- [Short problem]: Copy every entry exactly.

[Point labeling examples]

>>>>

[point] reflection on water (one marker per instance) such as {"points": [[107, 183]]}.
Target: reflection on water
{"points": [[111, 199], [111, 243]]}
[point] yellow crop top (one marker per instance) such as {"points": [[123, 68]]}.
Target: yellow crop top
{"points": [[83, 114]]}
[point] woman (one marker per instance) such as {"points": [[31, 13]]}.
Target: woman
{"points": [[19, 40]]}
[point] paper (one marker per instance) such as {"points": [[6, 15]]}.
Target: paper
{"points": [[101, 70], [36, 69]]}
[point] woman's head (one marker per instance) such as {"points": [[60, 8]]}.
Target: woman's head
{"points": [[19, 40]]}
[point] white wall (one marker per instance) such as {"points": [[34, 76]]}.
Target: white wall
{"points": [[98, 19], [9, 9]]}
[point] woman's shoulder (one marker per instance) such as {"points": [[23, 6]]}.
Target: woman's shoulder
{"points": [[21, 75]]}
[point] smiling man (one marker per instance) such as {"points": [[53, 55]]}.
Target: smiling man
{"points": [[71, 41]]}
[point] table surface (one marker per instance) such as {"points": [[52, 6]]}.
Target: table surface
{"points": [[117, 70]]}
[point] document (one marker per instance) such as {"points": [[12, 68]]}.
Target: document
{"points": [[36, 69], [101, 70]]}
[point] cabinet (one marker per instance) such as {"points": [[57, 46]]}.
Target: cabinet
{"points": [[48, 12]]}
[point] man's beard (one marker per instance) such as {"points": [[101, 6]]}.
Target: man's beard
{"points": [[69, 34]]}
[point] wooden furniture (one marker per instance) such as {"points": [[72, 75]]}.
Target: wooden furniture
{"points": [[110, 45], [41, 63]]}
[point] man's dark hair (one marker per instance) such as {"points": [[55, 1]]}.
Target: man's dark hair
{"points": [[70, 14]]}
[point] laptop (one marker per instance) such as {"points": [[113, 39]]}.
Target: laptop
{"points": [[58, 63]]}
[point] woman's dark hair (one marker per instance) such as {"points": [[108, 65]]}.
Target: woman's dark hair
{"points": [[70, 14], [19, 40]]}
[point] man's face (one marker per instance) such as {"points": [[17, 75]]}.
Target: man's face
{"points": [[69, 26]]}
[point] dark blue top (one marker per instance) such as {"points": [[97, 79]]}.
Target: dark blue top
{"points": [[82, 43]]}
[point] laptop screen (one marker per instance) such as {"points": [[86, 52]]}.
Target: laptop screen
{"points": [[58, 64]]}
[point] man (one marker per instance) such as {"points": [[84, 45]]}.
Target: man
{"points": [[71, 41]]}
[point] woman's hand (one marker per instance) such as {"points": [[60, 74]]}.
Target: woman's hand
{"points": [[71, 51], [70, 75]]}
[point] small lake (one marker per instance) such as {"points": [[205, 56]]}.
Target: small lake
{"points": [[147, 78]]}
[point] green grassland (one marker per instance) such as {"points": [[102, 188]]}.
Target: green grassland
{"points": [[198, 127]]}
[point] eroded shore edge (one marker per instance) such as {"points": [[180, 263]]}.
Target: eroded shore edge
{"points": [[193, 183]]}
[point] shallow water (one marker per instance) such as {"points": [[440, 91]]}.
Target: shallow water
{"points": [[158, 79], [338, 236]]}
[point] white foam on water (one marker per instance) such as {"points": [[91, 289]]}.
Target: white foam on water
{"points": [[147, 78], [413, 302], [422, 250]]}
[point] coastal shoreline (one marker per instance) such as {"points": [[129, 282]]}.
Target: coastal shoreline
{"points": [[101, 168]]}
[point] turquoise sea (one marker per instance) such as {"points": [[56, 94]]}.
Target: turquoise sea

<<<<

- [Result of the exercise]:
[point] reflection on water (one marker per instance) such as {"points": [[107, 183]]}.
Target: reflection on water
{"points": [[111, 199], [111, 243]]}
[point] yellow crop top (one marker per instance) such as {"points": [[123, 68]]}.
Target: yellow crop top
{"points": [[83, 114]]}
[point] woman (one marker per instance) such as {"points": [[31, 13]]}.
Target: woman
{"points": [[19, 40]]}
[point] paper (one marker per instance) such as {"points": [[6, 15]]}.
Target: paper
{"points": [[101, 70], [36, 69]]}
[point] woman's head (one marker per instance) such as {"points": [[60, 8]]}.
Target: woman's head
{"points": [[19, 40]]}
[point] white wall (one marker per instance) such as {"points": [[34, 76]]}.
Target: white wall
{"points": [[98, 19], [9, 9]]}
[point] woman's shoulder (one marker per instance) such as {"points": [[23, 6]]}.
Target: woman's shoulder
{"points": [[21, 75]]}
[point] smiling man (one marker per instance) such as {"points": [[53, 55]]}.
Target: smiling man
{"points": [[71, 41]]}
[point] table surface (one marker per instance) such as {"points": [[52, 6]]}.
Target: table surface
{"points": [[117, 70]]}
[point] document (one marker per instance) such as {"points": [[12, 68]]}.
Target: document
{"points": [[36, 69], [101, 70]]}
[point] cabinet (one marker per instance) such as {"points": [[57, 46]]}.
Target: cabinet
{"points": [[48, 12]]}
[point] man's beard (one marker per instance) such as {"points": [[101, 6]]}.
Target: man's beard
{"points": [[69, 34]]}
[point] wooden furniture (one marker per instance) such as {"points": [[72, 75]]}.
Target: wooden furniture
{"points": [[110, 45], [41, 63]]}
[point] man's dark hair (one marker per instance) such as {"points": [[55, 1]]}.
Target: man's dark hair
{"points": [[70, 14]]}
[point] laptop (one marker per instance) such as {"points": [[113, 39]]}.
Target: laptop
{"points": [[58, 63]]}
[point] woman's dark hair (one marker per instance) such as {"points": [[108, 65]]}.
Target: woman's dark hair
{"points": [[70, 14], [19, 40]]}
[point] man's face (one marker per instance) such as {"points": [[17, 75]]}.
Target: man's face
{"points": [[69, 26]]}
[point] dark blue top (one marker per instance) such as {"points": [[97, 79]]}.
Target: dark blue top
{"points": [[82, 43]]}
[point] laptop screen (one marker per instance) such as {"points": [[86, 52]]}.
Target: laptop screen
{"points": [[58, 64]]}
[point] man (one marker per instance) such as {"points": [[84, 45]]}.
Target: man
{"points": [[71, 41]]}
[point] woman's hand (one marker per instance) such as {"points": [[60, 74]]}.
Target: woman's hand
{"points": [[71, 51], [70, 75]]}
[point] small lake (one marker per instance) such as {"points": [[205, 56]]}.
Target: small lake
{"points": [[147, 78]]}
[point] green grassland (one marker per instance) such as {"points": [[102, 188]]}.
Target: green grassland
{"points": [[198, 127]]}
[point] eroded shore edge (one marker per instance) such as {"points": [[180, 263]]}.
Target: eroded shore edge
{"points": [[193, 183]]}
[point] shallow water (one marker per instance) such as {"points": [[440, 91]]}.
Target: shallow water
{"points": [[158, 79], [338, 236]]}
[point] white foam on water (one marker per instance) such as {"points": [[91, 289]]}.
Target: white foam on water
{"points": [[147, 78], [413, 302], [422, 250]]}
[point] coastal shoreline (one marker per instance) such as {"points": [[129, 282]]}.
Target: coastal shoreline
{"points": [[101, 168]]}
[point] turquoise sea (one marker per instance) such as {"points": [[56, 94]]}.
Target: turquoise sea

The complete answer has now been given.